Cuando uno es pequeño, todo parece más grande, y conforme se va creciendo, los espacios se achican. A pesar de ello, conservo en mi memoria con precisa nitidez las medidas y la distribución de la casa donde pasé la mayor parte de mi infancia. Podría volver hoy, 35 años después, y recorrerla con los ojos vendados sin rozar ni una pared.
Por la entrada principal, tras cruzar un patio, se accedía a un garage donde mi padre metía el coche y tenía una mesa grande de bricolaje. Desde allí se entraba a un salón-cocina, ambos en la misma estancia, como le gustaba a mis padres, por la funcionalidad de no tener que andar con la comida y los cubiertos de un lado para otro. Allí era donde la familia pasábamos la mayor parte del tiempo, sobre todo en invierno, cuando el frío desaconsejaba salir a la calle, momento en que instalábamos una estufa de leña en el centro de este salón comedor, y la encendíamos al caer la tarde.

> _PROBLEMA PLANTEADO 1_: Extrae cada una de las filas que contengan la palabra "blurred".
El fragmento no guarda relación alguna con las filas.

> _FILAS PROPORCIONADAS_:
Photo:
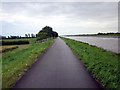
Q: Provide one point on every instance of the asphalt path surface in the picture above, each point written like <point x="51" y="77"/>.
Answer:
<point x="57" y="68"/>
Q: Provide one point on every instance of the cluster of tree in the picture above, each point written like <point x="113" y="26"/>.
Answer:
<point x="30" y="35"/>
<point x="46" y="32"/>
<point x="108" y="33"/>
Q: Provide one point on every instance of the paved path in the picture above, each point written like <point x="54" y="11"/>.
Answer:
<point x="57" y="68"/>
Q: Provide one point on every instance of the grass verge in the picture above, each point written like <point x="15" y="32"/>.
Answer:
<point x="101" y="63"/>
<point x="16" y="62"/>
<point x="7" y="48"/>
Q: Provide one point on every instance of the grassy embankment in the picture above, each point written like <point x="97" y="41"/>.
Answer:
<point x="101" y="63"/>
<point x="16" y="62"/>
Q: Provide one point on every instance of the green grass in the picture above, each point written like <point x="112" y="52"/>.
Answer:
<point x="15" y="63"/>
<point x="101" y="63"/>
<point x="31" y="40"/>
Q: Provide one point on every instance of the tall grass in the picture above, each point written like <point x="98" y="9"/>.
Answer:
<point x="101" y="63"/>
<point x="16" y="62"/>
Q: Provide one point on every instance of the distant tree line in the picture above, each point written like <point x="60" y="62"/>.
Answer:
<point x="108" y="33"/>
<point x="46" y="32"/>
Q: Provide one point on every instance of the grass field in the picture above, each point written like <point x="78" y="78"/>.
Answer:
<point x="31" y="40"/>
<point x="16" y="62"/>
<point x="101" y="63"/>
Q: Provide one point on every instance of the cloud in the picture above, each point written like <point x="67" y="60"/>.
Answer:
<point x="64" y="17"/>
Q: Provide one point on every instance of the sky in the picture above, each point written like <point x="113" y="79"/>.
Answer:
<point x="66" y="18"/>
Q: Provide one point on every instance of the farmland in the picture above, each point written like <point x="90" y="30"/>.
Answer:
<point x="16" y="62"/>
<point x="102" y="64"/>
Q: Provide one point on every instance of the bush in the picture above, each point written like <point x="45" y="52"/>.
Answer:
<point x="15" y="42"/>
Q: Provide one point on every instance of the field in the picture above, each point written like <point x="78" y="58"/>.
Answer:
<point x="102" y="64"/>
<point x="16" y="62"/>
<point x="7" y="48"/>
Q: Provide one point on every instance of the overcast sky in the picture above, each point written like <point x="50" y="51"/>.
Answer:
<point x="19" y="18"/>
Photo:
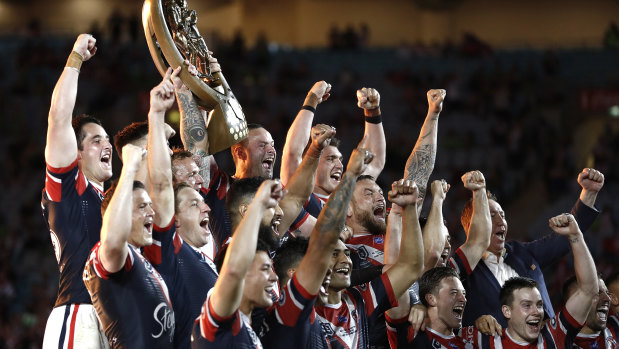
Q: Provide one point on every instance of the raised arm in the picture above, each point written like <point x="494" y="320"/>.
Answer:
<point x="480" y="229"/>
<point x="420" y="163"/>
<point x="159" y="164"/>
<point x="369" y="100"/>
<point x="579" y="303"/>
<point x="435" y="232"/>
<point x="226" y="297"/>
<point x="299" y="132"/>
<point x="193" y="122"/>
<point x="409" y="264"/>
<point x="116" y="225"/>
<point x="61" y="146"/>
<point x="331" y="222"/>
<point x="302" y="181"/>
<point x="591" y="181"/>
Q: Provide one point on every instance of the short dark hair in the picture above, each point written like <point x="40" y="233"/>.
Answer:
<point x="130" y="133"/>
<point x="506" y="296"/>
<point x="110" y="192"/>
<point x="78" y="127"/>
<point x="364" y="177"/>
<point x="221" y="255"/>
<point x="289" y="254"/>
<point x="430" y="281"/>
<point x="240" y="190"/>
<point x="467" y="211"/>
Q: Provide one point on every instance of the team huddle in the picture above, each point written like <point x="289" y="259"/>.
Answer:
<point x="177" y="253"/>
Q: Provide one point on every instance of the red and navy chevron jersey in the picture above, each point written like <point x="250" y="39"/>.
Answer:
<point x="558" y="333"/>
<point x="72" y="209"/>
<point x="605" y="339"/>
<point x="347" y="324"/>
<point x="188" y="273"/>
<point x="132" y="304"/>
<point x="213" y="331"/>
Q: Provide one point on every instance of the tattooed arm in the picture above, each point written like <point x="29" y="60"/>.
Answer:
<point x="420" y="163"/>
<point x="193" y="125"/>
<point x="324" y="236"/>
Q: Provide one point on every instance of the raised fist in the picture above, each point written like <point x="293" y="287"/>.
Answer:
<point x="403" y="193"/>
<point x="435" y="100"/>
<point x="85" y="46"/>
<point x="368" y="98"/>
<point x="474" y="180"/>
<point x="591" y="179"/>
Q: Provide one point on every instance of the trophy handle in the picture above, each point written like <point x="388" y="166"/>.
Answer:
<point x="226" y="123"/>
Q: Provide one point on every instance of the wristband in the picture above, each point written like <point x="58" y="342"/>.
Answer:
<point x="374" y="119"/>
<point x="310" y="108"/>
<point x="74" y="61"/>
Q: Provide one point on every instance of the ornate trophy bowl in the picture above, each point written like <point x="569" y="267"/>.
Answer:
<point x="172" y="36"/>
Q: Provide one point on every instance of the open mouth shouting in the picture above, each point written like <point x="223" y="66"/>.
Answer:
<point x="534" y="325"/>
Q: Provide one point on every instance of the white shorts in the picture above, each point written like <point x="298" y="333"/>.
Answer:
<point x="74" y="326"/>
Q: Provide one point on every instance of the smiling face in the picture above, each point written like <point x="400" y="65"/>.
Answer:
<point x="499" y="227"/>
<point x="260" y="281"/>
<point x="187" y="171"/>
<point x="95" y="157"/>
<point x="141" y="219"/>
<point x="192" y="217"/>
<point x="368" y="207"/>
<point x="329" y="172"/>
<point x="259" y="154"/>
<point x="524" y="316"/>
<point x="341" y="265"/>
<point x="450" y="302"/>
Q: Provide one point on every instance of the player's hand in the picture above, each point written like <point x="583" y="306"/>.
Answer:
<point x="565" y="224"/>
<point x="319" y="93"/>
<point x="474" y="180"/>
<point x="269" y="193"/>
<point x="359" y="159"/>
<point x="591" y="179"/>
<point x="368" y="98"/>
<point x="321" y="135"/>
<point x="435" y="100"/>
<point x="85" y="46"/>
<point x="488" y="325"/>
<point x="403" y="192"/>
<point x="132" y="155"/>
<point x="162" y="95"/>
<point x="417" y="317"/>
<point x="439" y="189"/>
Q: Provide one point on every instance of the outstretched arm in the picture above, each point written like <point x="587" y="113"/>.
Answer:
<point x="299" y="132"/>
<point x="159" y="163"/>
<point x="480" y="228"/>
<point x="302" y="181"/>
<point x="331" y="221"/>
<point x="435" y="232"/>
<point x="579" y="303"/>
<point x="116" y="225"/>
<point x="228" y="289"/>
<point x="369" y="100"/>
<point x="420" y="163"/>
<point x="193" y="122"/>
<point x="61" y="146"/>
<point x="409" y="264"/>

--

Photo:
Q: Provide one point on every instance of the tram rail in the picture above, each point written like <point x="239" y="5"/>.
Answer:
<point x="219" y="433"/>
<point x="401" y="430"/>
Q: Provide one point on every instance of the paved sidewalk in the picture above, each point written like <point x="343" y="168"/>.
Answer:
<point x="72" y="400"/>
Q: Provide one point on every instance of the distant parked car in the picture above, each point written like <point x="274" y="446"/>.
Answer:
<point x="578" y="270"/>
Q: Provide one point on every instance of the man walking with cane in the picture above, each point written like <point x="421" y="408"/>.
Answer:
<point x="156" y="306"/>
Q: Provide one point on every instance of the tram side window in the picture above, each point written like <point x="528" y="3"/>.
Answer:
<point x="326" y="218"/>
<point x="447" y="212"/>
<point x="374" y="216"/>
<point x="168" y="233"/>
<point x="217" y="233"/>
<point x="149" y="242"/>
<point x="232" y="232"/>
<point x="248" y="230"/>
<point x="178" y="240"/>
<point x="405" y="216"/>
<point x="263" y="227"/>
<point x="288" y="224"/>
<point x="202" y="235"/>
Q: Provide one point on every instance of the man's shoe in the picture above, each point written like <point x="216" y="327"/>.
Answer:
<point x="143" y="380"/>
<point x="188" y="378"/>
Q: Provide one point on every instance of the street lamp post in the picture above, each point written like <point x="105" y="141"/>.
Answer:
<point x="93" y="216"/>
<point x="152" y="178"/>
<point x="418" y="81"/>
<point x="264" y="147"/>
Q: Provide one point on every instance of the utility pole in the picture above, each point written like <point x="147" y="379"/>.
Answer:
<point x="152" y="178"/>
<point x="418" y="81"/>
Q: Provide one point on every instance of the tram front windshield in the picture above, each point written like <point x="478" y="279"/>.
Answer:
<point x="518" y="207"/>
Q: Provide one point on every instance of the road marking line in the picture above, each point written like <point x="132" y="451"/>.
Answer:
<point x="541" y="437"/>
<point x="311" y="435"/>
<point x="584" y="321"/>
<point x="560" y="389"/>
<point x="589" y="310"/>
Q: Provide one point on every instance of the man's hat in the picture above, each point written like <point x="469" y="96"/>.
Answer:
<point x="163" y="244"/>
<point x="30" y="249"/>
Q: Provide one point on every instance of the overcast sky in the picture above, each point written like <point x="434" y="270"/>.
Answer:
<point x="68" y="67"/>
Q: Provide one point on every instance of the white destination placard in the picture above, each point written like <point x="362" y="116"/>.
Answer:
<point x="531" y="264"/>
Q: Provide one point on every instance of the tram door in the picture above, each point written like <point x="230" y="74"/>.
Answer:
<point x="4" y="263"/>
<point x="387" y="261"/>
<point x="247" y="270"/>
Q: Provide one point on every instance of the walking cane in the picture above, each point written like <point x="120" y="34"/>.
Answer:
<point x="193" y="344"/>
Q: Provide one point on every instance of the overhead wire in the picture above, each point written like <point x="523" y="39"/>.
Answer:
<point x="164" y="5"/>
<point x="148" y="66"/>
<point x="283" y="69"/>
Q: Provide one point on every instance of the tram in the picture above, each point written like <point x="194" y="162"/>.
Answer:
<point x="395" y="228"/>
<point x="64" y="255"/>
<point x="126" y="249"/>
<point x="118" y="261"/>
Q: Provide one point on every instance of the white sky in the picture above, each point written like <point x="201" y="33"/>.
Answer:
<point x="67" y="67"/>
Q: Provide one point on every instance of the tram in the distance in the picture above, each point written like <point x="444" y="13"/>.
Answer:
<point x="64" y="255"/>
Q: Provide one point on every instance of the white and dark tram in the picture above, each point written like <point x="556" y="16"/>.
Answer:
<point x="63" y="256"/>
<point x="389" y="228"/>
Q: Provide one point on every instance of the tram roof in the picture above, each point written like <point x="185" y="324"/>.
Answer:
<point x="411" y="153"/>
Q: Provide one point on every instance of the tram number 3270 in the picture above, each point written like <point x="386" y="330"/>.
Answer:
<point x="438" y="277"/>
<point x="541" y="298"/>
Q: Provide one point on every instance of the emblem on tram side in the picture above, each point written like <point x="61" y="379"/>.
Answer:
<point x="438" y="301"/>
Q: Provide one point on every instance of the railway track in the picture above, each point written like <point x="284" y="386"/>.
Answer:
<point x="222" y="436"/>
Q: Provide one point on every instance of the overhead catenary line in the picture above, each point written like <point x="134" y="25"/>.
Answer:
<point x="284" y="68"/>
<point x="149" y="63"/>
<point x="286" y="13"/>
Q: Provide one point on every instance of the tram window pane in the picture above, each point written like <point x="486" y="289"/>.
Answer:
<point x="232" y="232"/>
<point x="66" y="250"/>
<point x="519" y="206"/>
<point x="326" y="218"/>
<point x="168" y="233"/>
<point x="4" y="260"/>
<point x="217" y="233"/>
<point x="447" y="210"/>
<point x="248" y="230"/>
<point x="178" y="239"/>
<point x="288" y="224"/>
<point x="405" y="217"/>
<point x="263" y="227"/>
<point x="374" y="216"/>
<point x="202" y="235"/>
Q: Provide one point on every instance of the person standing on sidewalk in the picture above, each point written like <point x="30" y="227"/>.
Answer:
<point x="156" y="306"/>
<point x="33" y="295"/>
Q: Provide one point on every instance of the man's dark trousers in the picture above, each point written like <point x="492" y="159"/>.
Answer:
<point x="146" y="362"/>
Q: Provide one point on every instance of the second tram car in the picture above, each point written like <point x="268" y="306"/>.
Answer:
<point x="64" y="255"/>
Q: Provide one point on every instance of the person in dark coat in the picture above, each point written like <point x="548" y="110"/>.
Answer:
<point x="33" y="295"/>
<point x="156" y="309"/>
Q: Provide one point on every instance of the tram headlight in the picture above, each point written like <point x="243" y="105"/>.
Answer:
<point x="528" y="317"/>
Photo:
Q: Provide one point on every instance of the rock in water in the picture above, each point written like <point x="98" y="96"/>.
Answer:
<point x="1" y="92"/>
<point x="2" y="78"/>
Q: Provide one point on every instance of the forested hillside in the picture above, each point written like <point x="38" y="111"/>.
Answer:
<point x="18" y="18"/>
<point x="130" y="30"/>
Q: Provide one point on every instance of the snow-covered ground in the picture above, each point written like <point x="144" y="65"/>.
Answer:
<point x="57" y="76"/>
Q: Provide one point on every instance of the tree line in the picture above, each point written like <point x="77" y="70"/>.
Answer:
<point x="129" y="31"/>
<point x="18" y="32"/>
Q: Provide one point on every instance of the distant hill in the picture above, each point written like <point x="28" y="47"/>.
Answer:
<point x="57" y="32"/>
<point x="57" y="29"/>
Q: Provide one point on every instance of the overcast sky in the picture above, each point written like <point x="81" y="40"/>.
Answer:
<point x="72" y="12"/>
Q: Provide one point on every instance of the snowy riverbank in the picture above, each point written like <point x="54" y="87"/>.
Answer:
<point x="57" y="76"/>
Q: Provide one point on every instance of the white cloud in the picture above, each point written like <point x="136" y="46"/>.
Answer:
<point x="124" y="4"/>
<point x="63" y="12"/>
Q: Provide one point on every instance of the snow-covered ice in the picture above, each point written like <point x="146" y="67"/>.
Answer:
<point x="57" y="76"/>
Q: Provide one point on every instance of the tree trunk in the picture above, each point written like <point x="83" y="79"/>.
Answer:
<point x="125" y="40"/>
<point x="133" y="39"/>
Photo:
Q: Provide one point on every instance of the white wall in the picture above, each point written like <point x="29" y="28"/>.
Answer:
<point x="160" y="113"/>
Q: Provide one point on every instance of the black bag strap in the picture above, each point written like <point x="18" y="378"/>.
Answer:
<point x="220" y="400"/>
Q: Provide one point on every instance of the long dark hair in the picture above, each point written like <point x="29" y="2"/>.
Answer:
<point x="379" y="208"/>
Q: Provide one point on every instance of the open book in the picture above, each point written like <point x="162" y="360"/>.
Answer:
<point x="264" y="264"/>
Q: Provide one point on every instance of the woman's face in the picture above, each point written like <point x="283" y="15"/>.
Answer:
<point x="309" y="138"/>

==

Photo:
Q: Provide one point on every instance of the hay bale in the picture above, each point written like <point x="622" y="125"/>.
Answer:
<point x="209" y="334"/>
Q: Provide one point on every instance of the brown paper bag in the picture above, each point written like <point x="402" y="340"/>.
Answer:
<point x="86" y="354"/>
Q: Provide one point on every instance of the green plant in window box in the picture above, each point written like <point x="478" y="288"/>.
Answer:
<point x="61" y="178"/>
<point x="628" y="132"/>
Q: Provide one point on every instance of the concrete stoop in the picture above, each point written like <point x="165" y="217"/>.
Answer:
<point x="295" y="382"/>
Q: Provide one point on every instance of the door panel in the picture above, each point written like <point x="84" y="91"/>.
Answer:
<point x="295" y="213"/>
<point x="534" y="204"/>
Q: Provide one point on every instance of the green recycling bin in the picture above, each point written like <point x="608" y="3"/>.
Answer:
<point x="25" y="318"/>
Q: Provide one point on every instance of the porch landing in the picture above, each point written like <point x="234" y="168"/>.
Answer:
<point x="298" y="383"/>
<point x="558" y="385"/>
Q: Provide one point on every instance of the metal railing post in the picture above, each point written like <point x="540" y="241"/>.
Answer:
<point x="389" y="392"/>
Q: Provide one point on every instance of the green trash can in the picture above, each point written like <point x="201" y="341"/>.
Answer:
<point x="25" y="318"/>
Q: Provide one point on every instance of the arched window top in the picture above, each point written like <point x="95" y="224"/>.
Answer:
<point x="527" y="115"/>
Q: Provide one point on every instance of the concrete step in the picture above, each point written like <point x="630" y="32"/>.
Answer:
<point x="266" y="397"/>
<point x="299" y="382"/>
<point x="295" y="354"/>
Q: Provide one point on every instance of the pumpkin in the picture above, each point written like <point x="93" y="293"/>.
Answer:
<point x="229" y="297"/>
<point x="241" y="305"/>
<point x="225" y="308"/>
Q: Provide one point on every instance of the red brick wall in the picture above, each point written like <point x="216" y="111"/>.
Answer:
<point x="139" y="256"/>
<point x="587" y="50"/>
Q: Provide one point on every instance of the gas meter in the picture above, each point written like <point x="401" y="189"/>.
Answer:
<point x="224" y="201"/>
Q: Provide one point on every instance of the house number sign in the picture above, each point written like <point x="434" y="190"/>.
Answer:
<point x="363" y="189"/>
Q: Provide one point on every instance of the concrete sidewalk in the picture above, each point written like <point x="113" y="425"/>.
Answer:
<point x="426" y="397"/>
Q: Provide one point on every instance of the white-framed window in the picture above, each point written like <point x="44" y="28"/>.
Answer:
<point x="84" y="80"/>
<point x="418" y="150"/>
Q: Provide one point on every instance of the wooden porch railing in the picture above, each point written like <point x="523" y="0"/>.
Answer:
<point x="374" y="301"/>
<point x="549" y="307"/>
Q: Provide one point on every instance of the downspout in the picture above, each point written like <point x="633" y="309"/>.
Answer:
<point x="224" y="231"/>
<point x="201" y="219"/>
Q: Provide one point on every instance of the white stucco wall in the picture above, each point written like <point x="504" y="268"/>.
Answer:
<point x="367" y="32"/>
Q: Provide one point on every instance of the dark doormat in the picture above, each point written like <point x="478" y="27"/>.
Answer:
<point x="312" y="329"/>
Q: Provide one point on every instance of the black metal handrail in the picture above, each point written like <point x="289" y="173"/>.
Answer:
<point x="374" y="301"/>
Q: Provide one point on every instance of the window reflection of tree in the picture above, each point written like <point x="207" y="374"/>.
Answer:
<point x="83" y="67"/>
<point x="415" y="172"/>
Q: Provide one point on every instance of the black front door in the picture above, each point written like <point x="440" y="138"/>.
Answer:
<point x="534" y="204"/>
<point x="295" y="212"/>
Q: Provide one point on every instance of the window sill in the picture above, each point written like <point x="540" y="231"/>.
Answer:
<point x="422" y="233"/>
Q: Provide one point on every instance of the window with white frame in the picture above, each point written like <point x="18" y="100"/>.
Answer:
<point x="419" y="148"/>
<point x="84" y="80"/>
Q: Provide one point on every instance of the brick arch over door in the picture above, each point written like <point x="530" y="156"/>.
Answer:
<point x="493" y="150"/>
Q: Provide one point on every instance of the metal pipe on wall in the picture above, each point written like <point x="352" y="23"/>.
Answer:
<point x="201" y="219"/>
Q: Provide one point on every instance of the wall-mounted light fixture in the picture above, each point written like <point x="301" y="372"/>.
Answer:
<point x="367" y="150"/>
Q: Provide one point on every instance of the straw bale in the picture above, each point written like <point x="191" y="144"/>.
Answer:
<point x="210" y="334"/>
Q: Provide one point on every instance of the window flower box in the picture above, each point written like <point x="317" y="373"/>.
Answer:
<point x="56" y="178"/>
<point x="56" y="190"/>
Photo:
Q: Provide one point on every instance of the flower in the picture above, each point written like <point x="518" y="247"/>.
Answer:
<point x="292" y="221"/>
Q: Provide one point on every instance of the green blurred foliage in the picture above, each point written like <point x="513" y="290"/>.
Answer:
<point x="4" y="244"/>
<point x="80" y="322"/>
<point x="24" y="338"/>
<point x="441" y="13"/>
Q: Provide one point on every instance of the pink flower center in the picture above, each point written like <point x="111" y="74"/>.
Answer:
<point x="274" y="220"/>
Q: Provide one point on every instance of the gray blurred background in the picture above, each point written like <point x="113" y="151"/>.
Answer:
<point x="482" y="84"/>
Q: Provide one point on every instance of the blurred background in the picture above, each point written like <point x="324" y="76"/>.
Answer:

> _PROBLEMA PLANTEADO 2_: Por favor, transcribe sin cambios el fragmento sobre la casa de la infancia desde "Cuando uno es" hasta "ni una pared.".

> _RESULTADO 1_:
Q: Provide one point on every instance of the green blurred foliage in the picture above, each point written like <point x="513" y="290"/>.
Q: Provide one point on every instance of the gray blurred background in the picture above, each point written like <point x="113" y="151"/>.
Q: Provide one point on every instance of the blurred background in the picture above, each point written like <point x="324" y="76"/>.

> _RESULTADO 2_:
Cuando uno es pequeño, todo parece más grande, y conforme se va creciendo, los espacios se achican. A pesar de ello, conservo en mi memoria con precisa nitidez las medidas y la distribución de la casa donde pasé la mayor parte de mi infancia. Podría volver hoy, 35 años después, y recorrerla con los ojos vendados sin rozar ni una pared.